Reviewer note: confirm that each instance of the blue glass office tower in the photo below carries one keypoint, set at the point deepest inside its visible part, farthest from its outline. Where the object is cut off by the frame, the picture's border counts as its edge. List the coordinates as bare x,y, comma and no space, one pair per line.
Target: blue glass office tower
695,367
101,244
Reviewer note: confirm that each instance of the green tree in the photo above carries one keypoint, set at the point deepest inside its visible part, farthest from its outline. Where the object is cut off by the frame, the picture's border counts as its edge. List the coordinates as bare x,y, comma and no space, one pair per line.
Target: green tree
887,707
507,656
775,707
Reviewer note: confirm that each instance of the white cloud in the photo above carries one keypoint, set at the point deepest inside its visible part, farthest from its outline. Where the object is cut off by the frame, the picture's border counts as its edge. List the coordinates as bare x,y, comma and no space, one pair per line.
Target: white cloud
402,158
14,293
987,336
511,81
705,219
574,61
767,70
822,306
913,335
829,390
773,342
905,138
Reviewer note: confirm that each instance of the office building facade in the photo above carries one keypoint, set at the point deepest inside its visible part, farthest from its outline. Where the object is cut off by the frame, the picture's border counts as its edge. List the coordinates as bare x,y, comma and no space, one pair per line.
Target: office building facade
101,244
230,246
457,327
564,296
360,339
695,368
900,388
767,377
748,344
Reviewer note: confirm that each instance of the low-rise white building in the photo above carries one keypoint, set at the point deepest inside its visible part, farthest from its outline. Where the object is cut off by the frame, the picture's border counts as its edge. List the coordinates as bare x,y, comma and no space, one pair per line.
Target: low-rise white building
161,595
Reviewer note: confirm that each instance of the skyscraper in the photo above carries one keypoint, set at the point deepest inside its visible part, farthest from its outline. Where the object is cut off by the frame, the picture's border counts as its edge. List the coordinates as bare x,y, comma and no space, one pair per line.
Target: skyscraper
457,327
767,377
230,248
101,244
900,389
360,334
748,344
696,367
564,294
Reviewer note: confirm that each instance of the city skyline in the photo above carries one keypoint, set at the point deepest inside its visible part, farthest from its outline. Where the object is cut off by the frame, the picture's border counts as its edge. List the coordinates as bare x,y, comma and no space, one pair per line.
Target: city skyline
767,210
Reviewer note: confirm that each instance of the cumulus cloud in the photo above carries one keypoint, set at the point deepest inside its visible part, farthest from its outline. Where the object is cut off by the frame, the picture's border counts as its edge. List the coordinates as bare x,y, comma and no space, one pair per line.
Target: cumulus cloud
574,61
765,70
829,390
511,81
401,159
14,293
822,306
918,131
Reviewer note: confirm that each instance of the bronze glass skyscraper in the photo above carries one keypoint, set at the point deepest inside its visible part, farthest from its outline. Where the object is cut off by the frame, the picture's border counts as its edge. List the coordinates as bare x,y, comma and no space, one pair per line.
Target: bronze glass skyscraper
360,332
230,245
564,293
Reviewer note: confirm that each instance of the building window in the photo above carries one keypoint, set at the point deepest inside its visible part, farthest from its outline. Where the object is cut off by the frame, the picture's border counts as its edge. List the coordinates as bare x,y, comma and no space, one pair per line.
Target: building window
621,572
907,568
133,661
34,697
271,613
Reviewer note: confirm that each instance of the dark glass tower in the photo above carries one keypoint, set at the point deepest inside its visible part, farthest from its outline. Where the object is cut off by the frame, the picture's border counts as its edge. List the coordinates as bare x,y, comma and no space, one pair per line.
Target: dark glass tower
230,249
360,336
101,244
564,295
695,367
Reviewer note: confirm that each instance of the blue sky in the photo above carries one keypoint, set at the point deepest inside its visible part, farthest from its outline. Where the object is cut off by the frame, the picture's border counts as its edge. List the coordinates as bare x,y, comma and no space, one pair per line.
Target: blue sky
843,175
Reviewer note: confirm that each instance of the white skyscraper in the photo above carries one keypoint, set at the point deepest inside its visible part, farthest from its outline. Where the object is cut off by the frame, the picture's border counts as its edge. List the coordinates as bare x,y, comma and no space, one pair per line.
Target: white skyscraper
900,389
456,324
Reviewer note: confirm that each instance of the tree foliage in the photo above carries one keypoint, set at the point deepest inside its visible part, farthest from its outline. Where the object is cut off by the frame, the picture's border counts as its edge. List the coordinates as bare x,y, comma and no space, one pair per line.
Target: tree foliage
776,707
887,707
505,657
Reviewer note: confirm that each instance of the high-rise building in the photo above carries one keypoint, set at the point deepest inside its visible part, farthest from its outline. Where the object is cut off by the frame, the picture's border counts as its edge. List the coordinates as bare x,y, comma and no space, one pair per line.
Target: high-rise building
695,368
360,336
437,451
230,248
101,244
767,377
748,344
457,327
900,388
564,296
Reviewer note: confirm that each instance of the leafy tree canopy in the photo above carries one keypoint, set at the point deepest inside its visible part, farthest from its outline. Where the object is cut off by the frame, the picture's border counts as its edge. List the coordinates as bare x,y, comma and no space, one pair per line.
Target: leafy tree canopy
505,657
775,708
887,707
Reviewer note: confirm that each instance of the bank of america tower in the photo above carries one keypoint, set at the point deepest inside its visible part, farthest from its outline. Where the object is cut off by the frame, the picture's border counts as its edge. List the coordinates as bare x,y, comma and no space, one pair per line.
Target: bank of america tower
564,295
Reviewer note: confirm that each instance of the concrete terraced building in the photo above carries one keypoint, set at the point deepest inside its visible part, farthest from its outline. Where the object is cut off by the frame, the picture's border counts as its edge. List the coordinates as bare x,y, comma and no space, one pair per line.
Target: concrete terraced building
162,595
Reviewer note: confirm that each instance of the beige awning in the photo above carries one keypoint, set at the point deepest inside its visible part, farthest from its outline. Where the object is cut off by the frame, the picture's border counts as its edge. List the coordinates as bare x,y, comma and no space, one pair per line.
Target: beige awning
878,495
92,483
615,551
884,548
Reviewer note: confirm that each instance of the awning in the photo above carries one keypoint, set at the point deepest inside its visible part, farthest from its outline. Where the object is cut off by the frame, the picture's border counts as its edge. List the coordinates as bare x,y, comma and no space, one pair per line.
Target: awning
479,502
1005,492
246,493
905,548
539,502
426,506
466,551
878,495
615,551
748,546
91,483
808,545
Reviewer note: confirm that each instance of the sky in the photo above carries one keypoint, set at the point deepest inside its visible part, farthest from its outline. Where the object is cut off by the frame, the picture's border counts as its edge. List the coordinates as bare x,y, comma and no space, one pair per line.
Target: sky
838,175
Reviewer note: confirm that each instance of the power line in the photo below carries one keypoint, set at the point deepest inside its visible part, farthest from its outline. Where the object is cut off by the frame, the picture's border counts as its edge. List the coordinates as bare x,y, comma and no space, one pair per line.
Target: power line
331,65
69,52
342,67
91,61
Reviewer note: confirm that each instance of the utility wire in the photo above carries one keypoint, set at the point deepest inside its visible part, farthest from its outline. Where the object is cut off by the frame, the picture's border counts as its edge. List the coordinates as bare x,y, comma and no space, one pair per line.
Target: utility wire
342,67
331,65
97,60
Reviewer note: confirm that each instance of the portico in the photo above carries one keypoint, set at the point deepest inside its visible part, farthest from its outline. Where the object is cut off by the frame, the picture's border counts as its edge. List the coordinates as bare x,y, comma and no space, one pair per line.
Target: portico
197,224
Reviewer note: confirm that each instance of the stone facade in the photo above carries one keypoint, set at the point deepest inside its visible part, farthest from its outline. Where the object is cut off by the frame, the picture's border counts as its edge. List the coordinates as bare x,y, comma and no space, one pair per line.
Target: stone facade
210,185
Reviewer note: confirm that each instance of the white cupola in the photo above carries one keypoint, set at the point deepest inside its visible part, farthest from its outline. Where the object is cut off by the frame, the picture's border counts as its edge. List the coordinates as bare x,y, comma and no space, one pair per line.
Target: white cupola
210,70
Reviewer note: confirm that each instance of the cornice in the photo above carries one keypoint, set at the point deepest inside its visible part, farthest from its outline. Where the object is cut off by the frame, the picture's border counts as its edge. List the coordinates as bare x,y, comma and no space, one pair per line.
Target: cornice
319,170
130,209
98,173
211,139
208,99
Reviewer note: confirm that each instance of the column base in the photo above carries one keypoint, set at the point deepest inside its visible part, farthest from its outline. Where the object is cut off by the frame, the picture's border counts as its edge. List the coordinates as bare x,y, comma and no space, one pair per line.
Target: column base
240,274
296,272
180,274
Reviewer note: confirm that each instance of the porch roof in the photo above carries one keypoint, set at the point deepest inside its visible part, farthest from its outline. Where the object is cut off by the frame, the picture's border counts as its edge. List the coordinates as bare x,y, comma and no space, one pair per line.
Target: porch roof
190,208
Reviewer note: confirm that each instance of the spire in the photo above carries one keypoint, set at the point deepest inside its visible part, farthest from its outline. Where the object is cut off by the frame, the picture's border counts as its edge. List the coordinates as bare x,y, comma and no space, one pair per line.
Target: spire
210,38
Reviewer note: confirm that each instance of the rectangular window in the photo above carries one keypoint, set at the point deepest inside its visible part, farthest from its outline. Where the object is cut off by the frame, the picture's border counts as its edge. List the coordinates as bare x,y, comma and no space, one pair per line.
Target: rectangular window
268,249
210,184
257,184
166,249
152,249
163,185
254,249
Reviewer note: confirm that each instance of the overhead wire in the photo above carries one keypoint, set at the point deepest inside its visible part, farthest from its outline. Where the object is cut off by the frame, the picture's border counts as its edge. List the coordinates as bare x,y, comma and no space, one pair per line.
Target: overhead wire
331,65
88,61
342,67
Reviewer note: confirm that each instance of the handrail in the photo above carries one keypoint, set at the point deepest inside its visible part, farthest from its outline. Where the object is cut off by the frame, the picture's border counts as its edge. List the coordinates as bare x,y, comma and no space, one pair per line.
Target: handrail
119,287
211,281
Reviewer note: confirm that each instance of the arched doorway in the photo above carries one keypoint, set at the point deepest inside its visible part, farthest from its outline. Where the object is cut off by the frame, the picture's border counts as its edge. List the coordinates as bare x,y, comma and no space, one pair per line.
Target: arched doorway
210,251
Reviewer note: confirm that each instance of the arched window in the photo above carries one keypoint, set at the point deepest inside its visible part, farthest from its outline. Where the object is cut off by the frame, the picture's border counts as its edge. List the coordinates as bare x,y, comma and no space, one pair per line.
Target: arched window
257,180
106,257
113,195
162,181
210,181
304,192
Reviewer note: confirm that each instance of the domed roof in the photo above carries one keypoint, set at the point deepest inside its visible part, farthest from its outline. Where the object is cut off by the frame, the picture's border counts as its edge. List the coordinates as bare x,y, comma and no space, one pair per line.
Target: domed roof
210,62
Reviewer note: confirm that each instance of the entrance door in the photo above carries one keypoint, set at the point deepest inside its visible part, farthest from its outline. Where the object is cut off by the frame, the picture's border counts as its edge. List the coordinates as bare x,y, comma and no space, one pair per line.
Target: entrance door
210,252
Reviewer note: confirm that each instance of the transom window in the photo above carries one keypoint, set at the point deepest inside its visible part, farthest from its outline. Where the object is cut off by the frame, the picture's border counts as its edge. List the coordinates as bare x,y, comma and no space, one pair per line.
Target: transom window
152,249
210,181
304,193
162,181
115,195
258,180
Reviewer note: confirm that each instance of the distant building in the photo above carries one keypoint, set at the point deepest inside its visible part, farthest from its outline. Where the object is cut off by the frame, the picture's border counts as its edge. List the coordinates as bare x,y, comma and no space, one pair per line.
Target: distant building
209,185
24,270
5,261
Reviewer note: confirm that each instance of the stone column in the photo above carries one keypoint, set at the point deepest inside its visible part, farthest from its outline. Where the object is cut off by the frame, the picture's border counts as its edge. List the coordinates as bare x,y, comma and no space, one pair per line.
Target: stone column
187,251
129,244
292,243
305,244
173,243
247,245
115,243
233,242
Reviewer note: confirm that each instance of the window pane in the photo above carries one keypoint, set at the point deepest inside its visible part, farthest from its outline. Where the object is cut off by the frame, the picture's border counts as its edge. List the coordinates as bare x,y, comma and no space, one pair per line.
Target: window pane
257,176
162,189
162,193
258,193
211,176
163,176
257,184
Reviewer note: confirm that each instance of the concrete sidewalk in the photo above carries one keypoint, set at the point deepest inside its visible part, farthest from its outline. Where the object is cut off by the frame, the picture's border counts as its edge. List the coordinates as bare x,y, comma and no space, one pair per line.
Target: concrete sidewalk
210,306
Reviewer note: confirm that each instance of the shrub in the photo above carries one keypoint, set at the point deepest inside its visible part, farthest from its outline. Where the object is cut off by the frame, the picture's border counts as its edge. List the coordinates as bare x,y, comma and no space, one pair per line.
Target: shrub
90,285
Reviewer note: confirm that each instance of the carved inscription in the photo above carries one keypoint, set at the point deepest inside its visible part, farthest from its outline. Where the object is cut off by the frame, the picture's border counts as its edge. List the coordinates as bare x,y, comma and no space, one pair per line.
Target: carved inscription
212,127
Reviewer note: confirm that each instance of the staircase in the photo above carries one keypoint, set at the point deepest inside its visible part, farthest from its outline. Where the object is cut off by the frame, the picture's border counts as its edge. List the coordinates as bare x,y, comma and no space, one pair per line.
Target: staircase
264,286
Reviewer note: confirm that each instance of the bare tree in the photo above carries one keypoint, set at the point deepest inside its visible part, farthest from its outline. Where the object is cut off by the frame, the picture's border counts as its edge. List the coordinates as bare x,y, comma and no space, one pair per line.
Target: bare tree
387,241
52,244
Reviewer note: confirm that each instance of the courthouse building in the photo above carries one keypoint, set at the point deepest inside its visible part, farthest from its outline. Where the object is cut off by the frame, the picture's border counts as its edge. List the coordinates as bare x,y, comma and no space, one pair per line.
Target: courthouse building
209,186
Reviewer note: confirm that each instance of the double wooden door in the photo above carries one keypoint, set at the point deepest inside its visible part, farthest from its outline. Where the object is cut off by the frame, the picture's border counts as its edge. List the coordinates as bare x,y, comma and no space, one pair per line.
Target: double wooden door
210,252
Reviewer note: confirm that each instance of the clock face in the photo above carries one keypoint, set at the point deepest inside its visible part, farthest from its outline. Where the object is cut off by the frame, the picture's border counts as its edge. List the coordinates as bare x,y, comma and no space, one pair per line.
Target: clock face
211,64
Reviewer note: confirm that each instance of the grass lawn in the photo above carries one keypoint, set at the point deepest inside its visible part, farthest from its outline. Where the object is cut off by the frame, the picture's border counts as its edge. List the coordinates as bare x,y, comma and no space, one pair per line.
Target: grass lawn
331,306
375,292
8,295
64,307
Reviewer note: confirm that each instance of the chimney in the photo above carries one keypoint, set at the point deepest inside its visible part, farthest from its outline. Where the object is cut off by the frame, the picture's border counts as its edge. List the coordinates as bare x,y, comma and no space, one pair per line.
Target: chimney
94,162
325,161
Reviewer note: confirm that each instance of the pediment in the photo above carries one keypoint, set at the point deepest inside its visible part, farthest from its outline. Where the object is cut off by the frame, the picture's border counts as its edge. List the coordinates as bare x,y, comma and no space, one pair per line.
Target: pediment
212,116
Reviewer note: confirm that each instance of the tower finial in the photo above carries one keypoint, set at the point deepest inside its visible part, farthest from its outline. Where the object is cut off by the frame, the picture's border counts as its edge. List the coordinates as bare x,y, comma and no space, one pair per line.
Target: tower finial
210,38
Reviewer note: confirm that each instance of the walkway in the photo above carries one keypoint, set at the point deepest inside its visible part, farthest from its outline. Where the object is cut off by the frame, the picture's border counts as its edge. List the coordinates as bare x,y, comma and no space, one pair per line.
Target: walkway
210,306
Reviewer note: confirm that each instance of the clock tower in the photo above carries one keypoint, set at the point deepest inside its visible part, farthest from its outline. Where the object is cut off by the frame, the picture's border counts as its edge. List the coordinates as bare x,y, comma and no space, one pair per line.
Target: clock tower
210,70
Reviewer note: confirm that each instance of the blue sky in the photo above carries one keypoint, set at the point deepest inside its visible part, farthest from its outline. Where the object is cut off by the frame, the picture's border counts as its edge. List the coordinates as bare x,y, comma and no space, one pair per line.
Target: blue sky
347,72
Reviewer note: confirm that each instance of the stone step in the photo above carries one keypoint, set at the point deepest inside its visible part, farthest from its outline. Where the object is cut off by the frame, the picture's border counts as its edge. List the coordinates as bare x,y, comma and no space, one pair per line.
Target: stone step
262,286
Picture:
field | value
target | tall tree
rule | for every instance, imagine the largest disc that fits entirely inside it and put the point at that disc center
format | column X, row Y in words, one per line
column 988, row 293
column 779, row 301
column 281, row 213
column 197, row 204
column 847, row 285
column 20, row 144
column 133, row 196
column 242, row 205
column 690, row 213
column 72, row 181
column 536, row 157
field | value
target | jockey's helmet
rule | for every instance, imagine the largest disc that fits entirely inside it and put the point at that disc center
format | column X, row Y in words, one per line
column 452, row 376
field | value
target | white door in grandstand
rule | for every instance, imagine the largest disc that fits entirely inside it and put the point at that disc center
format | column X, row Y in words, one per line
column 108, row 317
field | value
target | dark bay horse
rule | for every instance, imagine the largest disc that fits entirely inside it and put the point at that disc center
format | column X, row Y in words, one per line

_Work to complete:_ Give again, word for word, every line of the listing above from the one with "Target: cumulus cloud" to the one with "Reviewer note: confirm that each instance of the tree", both inclusive, and nothing beyond them.

_Solution for this problem:_
Target: cumulus cloud
574,61
765,70
829,390
511,81
401,159
14,293
822,306
918,131
Reviewer note: confirm that each instance of the bronze glass skyscraper in the photo above carries one keypoint, set at the point deepest inside its visible part, farthest from its outline. Where the object is cut off by the frame, the picture's border counts as its edge. List the coordinates as bare x,y, comma and no space, one pair per line.
Target: bronze glass skyscraper
360,332
230,245
564,293
Reviewer note: confirm that each instance of the building window in the photo above carries one keypoint, set at the point deepest inside its visible part, farthest from its outline. Where the object is cut off by the frame, the picture's border counts as its edge. List the coordinates as bare x,y, comma and no space, one pair per line.
Target: building window
621,572
907,568
133,661
34,697
271,613
Reviewer note: confirm that each instance of the dark glass tower in the photo above carries one keypoint, set at the point deepest inside its visible part, farthest from its outline. Where the object is cut off by the frame, the picture's border counts as its edge. List the coordinates as bare x,y, comma and no space, one pair per line.
Target: dark glass tower
230,249
360,336
101,244
564,295
695,367
Reviewer note: confirm that each instance of the blue sky in the photo above carries one keypoint, set at the point deepest inside its visible part, farthest from its outline. Where the object is cut off by the frame, the picture's border counts as its edge. List the coordinates as bare x,y, comma and no space, one pair per line.
Target: blue sky
843,175
Reviewer note: confirm that each instance of the white skyscraper in the photo above carries one keypoint, set at the point deepest inside its visible part, farthest from its outline. Where the object is cut off by the frame, the picture's border counts as its edge. List the coordinates as bare x,y, comma and no space, one pair per line.
Target: white skyscraper
900,389
456,324
Reviewer note: confirm that each instance of the tree foliage in the photo above carries one keypoint, set at the point deepest inside its visible part, farthest from its outline. Where the object is cut off by the frame, the picture's border counts as its edge. List the coordinates as bare x,y, comma and no space, one pair per line.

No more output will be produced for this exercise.